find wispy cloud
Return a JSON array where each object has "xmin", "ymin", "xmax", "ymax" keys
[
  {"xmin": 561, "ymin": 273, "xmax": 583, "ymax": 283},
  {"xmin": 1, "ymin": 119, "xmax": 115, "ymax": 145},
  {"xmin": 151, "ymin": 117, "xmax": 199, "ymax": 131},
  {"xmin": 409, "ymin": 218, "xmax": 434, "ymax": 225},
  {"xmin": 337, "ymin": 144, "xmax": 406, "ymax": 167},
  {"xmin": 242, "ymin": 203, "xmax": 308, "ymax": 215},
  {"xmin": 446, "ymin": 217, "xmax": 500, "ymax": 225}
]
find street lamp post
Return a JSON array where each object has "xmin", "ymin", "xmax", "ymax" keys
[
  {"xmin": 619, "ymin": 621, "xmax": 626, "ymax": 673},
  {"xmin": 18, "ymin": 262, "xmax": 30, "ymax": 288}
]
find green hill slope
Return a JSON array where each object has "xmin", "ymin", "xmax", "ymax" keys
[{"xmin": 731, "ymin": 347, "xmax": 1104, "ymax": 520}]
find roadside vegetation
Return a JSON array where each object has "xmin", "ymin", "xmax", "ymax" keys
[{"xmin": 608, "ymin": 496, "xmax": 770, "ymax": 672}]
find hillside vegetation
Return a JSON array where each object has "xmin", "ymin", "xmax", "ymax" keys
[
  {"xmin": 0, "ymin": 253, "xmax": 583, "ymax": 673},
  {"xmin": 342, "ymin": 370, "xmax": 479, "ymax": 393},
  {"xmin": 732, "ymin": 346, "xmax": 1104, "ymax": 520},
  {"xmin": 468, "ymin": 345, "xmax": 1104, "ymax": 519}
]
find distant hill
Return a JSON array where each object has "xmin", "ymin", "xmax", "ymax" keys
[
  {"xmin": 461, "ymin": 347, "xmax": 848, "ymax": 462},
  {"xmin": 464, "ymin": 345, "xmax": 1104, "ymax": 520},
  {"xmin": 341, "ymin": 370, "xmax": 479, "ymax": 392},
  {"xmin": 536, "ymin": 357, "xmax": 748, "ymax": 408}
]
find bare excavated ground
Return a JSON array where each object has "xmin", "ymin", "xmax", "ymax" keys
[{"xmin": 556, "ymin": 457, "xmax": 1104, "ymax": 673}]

About this task =>
Every word of the data above should be given again, exactly as it stands.

Output =>
find wispy cloud
Return a JSON array where each object has "xmin", "ymin", "xmax", "ymax" keys
[
  {"xmin": 561, "ymin": 273, "xmax": 583, "ymax": 283},
  {"xmin": 1, "ymin": 119, "xmax": 115, "ymax": 145},
  {"xmin": 151, "ymin": 117, "xmax": 199, "ymax": 131},
  {"xmin": 409, "ymin": 218, "xmax": 434, "ymax": 225},
  {"xmin": 337, "ymin": 144, "xmax": 406, "ymax": 167},
  {"xmin": 242, "ymin": 203, "xmax": 308, "ymax": 215},
  {"xmin": 446, "ymin": 217, "xmax": 500, "ymax": 225}
]
find street lamp post
Return a JSON array where each object has "xmin", "ymin", "xmax", "ymax" keys
[
  {"xmin": 619, "ymin": 621, "xmax": 626, "ymax": 673},
  {"xmin": 18, "ymin": 262, "xmax": 30, "ymax": 288}
]
find green hill slope
Return a JSON array where each object has "xmin", "ymin", "xmax", "ymax" keys
[{"xmin": 731, "ymin": 347, "xmax": 1104, "ymax": 520}]
find roadside vegetation
Return a JSON array where each object has "xmin", "ymin", "xmax", "ymax" keys
[{"xmin": 608, "ymin": 496, "xmax": 770, "ymax": 672}]
find hillside vegetation
Return a JSON array where each object has "xmin", "ymin", "xmax", "ymax" keys
[
  {"xmin": 0, "ymin": 253, "xmax": 583, "ymax": 673},
  {"xmin": 342, "ymin": 370, "xmax": 479, "ymax": 393},
  {"xmin": 732, "ymin": 346, "xmax": 1104, "ymax": 520},
  {"xmin": 468, "ymin": 345, "xmax": 1104, "ymax": 519}
]
find distant hill
Return a JSON array where each object has "xmin", "ymin", "xmax", "ymax" keys
[
  {"xmin": 461, "ymin": 347, "xmax": 848, "ymax": 462},
  {"xmin": 464, "ymin": 345, "xmax": 1104, "ymax": 520},
  {"xmin": 341, "ymin": 370, "xmax": 479, "ymax": 392},
  {"xmin": 536, "ymin": 357, "xmax": 748, "ymax": 408}
]
find bare excavated ground
Return a JSON array where each object has "xmin", "ymin", "xmax", "ymax" keys
[{"xmin": 556, "ymin": 457, "xmax": 1104, "ymax": 673}]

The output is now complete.